Excerpted text —
Land-use reports called unrealistic

Subheading

By Kevin Clerici/Reporter Staff


Two land-use reports urging Vacaville to meet future housing needs within current city boundaries received a lukewarm response on Tuesday from the Planning Commission, which called the reports unrealistic.

What began as a study session with city staff briefing the commission on the reports' content turned into a lengthy, emotional debate with several groups - including open space advocates, the reports authors, local developers and members of the community - all sharing views, either for or against, the anti-growth documents.

Both reports push alternatives to the city's proposed visioning plan, which calls for the annexation of 4,000 acres over the next two decades to meet state-mandated housing goals of 12,400 additional units.

The commission approved this visioning plan, titled "Vision 2025," in February.

The reports, city staff explained, urge Vacaville to become more compact - with jobs and housing in proximity - allowing residents to work near where they live. "The essence is build up and not out," said Ron Rowland, community development director.

Rowland's conclusion: infill alone will not meet the city's objectives for housing and employment.

That's when the debate became heated.

Natalie DuMont, a representative of the Greenbelt Alliance, a Bay Area-based conservation group, authored one of the reports, titled "Vacaville at a Crossroad: The path to smart growth or the highway to sprawl?"

Data provided —

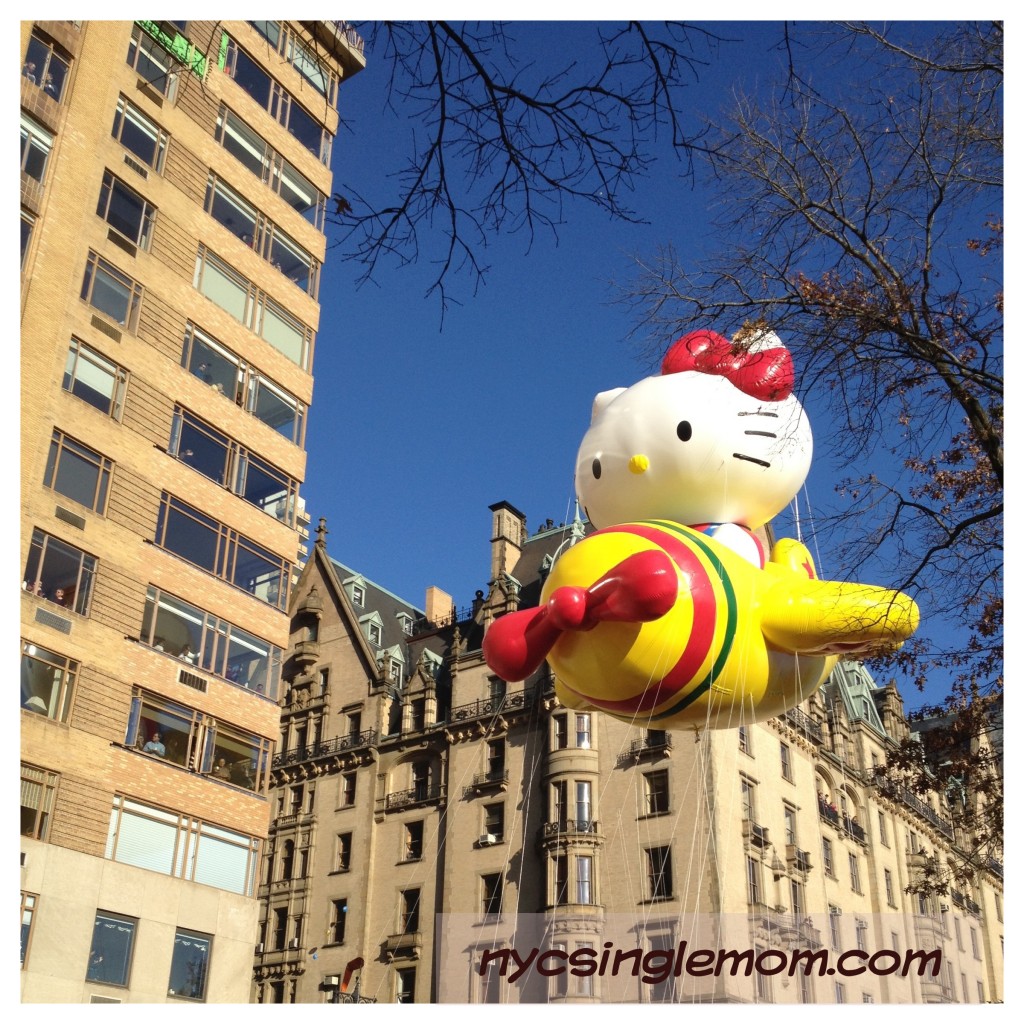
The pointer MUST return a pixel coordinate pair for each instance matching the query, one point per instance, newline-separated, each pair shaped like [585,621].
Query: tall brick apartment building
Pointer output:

Requirements —
1 - Repeat word for word the passage of the Vacaville land-use article starting at "The commission approved" and ending at "community development director.".
2 - Go on with the article about Vacaville's land-use reports from the point where it stops.

Answers —
1 -
The commission approved this visioning plan, titled "Vision 2025," in February.

The reports, city staff explained, urge Vacaville to become more compact - with jobs and housing in proximity - allowing residents to work near where they live. "The essence is build up and not out," said Ron Rowland, community development director.

2 -
DuMont urged the city to build more apartments and similar multi-story, high density housing in open plots within current limits, without developing huge tracts of surrounding open space.

Commissioner Chuck Dimmick rebutted that developers are wary of such projects in the limited small parcels scattered around the city. "No one on the panel disagrees with infill," he said. "But it's unrealistic as a strategy alone - we would effectively kill growth in Vacaville."

DuMont and those who followed her focused on the section of the city's vision statement that calls for 1,500 acres west of town along Pleasants Valley Road near I-80 to be annexed to build a golf course, corporate offices and 1,300 luxury homes. Another 1,400 acres east of the city at Leisure Town Road along I-80 would be annexed for a similar project.

Rowland argued that annexation of unincorporated lands is needed to satisfy the mandated housing burden and that more apartments have been built in the last five years than single-family homes.